§ Description of the task
Copy the records from the top through the line containing "153 233 L 151", swapping "pink" for "red" and leaving everything else unchanged.

━━━ Rows

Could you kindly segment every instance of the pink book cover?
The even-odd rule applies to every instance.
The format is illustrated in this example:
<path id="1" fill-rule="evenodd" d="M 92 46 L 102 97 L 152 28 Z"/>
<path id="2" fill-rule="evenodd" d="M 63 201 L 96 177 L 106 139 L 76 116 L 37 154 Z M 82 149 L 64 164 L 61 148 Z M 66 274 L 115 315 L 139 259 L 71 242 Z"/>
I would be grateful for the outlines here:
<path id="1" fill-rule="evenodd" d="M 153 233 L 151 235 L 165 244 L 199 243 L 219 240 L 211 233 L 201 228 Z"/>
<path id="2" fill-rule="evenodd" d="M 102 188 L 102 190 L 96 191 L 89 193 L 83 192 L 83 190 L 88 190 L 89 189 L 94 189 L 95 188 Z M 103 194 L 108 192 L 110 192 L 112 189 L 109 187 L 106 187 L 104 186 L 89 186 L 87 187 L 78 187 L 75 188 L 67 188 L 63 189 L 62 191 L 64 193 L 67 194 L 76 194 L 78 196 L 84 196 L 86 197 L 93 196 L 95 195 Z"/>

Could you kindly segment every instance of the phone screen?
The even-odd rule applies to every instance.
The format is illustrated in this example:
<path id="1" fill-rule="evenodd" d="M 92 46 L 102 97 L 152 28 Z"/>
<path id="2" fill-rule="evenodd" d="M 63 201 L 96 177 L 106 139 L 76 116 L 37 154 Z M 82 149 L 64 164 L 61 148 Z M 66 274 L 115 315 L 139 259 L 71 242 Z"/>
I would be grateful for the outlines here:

━━━━━━

§ Solution for this exercise
Could you kindly segment every instance of the red book cover?
The even-odd rule applies to every instance.
The format is illustrated in this example:
<path id="1" fill-rule="evenodd" d="M 92 46 L 102 97 L 152 28 Z"/>
<path id="2" fill-rule="evenodd" d="M 63 201 L 96 177 L 106 139 L 76 116 L 37 154 Z M 82 149 L 64 164 L 61 148 Z M 66 274 L 115 315 L 139 259 L 71 242 Z"/>
I would be grateful for the outlines here:
<path id="1" fill-rule="evenodd" d="M 153 233 L 151 235 L 165 244 L 199 243 L 219 240 L 211 233 L 201 228 Z"/>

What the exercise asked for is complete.